ESTRATTO -
■ ■ ■ ■

Qualità del manutatto:
Beh, non credo ci sia da discutere su quanto siano ben costruiti i sigari degli eredi degli esuli cubani. Su questo punto l’ago della bilancia pende nettamente a favore degli extracubani. Un altro aspetto importante è la lotteria del “tira-non-tira” che accompagna l’acquisto di un sigaro. Sebbene ultimamente il problema si sia attenuato, in un box di sigari cubani ce n’è sempre qualcuno che non tira. Personalmente non trascuro questo aspetto. Quando esco di casa e decido di fumare cubano, porto sempre con me qualche sigaro extra. Troppe volte m’è capitato che un sigaro appena acceso andasse buttato. Resta il dispiacere per i soldi buttati, ma almeno non resto senza sigaro da fumare!
Questo problema è estraneo al mondo degli extracubani.
L’intensità degli aromi e dei sapori:
Non so perché, spero non sia il fatto che i sigari cubani vengano sottoposti al “congelamento” (*) per scongiurare il rischio bicho (*), ma un extracubano ha dei profumi al piede che nei cubani non ci sono, e comunque non con la stessa intensità. Stessa cosa per i sapori (penso al pepe di alcuni Padron) e gli aromi.

■ ■ ■ ■

MATERIALE FORNITO -
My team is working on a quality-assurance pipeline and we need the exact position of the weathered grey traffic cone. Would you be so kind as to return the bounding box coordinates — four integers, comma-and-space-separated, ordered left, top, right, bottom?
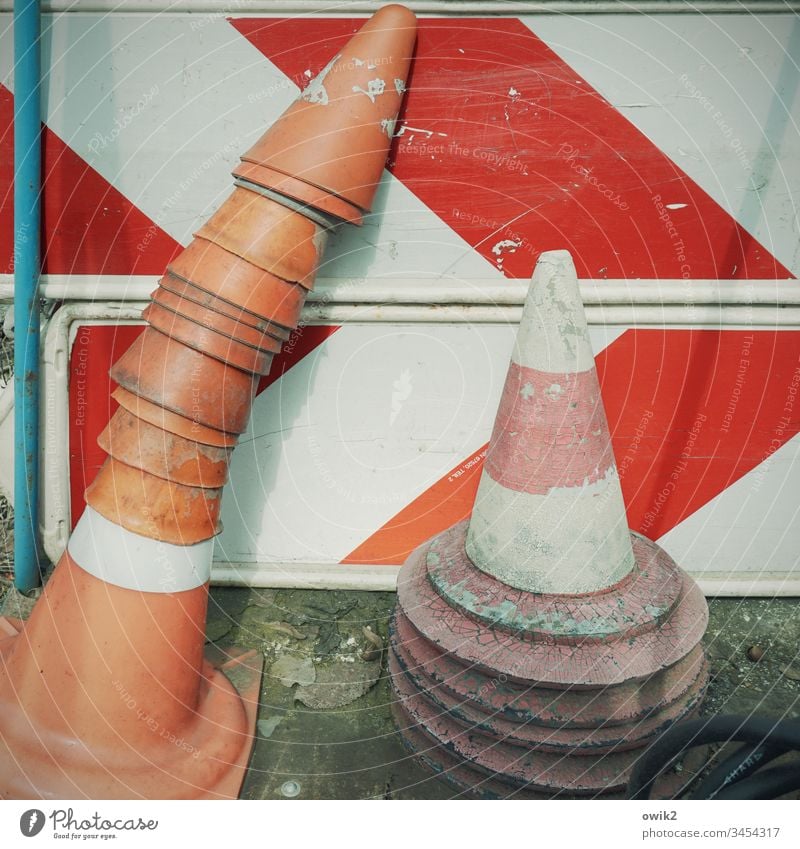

■ ■ ■ ■

CONSEGNA A - Trascriva dall'estratto sui sigari la parte che si apre con le parole contenenti "Questo problema è" e si chiude con "e gli aromi.".
CONSEGNA B - Nell'estratto sui sigari, che cosa porta sempre con sé chi scrive quando esce di casa e decide di fumare cubano?
CONSEGNA C - Spieghi, in base all'estratto sui sigari, perché chi scrive porta con sé sigari in più quando sceglie di fumare cubano.
Le righe costituiscono materiale a sé stante, distinto dall'estratto.

RISPOSTA A -
Questo problema è estraneo al mondo degli extracubani.
L’intensità degli aromi e dei sapori:
Non so perché, spero non sia il fatto che i sigari cubani vengano sottoposti al “congelamento” (*) per scongiurare il rischio bicho (*), ma un extracubano ha dei profumi al piede che nei cubani non ci sono, e comunque non con la stessa intensità. Stessa cosa per i sapori (penso al pepe di alcuni Padron) e gli aromi.

RISPOSTA B - Qualche sigaro extra.

RISPOSTA C - In un box di sigari cubani ce n'è sempre qualcuno che non tira, e troppe volte è capitato che un sigaro appena acceso andasse buttato. Con qualche sigaro in più, nonostante il dispiacere per i soldi buttati, chi scrive non resta senza sigaro da fumare.